Another part of making money is giving careful thought to the equipment mix he carries and choosing suppliers wisely. In this, Don is very satisfied. “Our Bobcat dealer has bent over backwards,” he says. “We have gotten a lot of great service. The key for us is how fast something can be fixed and at what cost so that item can be back ready to product revenue for us again. The one thing we cannot have is something that is down for three months waiting for a part. We have lost our season if that happens.”

Don’s strategy has been to standardize, as far as possible, on Honda engines. “It keeps our parts inventory down,” he says. “In such a changing world with the way engines are changing and the technology is changing and the parts are changing it is easier to be a little bit committed to one. It is a lot easier when you get a phone call. If a guy calls and he can’t start something and it is a Honda engine, we know which way the throttle is and which way the choke is instead of ‘OK, can you describe the engine on that for me?’”

Don’s right hand is his son, Mike, who joined the company full time in 2000 after swearing for years he would never work for his father. “All the way through high school I said, ‘I am not working for Dad, I am not working for Dad,’” Mike says. “Then I went off and tried some other things and said, ‘Well, maybe I could work for Dad.’”

Mike has added some 21st century tech savvy to Ingersoll Rent-All. “You see what is on my desk,” Don says, “a calculator and some pens and paper. The computer is over there.” Mike says the website is now a critical part of their business. “Customers who come in here are much more educated. They already know just what they want and sometimes they have even checked out prices at the competition.” Mike maintains a simple but effective site with a comprehensive rate schedule, directions to the shop and instructional videos for their most popular equipment.

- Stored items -
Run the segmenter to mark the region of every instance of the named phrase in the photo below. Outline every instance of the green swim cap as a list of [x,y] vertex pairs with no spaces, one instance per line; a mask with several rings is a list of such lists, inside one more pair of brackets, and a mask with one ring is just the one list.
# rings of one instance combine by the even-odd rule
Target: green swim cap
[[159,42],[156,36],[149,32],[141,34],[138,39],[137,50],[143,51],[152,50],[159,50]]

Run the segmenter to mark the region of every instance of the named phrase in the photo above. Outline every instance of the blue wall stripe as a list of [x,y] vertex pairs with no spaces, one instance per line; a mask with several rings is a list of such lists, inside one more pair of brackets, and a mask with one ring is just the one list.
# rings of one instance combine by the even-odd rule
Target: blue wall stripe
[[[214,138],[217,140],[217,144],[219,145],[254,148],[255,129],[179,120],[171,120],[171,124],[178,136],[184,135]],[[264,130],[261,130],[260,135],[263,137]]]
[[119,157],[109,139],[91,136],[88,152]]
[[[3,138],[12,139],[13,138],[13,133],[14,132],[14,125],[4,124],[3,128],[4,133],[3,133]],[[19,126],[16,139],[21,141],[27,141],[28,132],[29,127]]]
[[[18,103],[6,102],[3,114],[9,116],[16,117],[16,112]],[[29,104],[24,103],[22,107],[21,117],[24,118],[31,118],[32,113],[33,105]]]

- Exercises to complete -
[1] Set down everything in the passage about Ingersoll Rent-All from "Mike has added" down to "most popular equipment.".
[2] List each line of the records that contains the string "segmenter".
The passage and the records were drawn from separate, unrelated sources.

- Answer set -
[1]
Mike has added some 21st century tech savvy to Ingersoll Rent-All. “You see what is on my desk,” Don says, “a calculator and some pens and paper. The computer is over there.” Mike says the website is now a critical part of their business. “Customers who come in here are much more educated. They already know just what they want and sometimes they have even checked out prices at the competition.” Mike maintains a simple but effective site with a comprehensive rate schedule, directions to the shop and instructional videos for their most popular equipment.

[2]
Run the segmenter to mark the region of every instance of the named phrase in the photo below. Outline every instance of the green swim cap as a list of [x,y] vertex pairs with no spaces, one instance per line; a mask with several rings is a list of such lists, inside one more pair of brackets, and a mask with one ring is just the one list.
Run the segmenter to mark the region of every instance of the named phrase in the photo above. Outline every instance of the blue wall stripe as a list of [x,y] vertex pairs with no spaces, one instance per line; a mask with several rings is a list of such lists, inside one more pair of brackets, and a mask with one ring is just the one list.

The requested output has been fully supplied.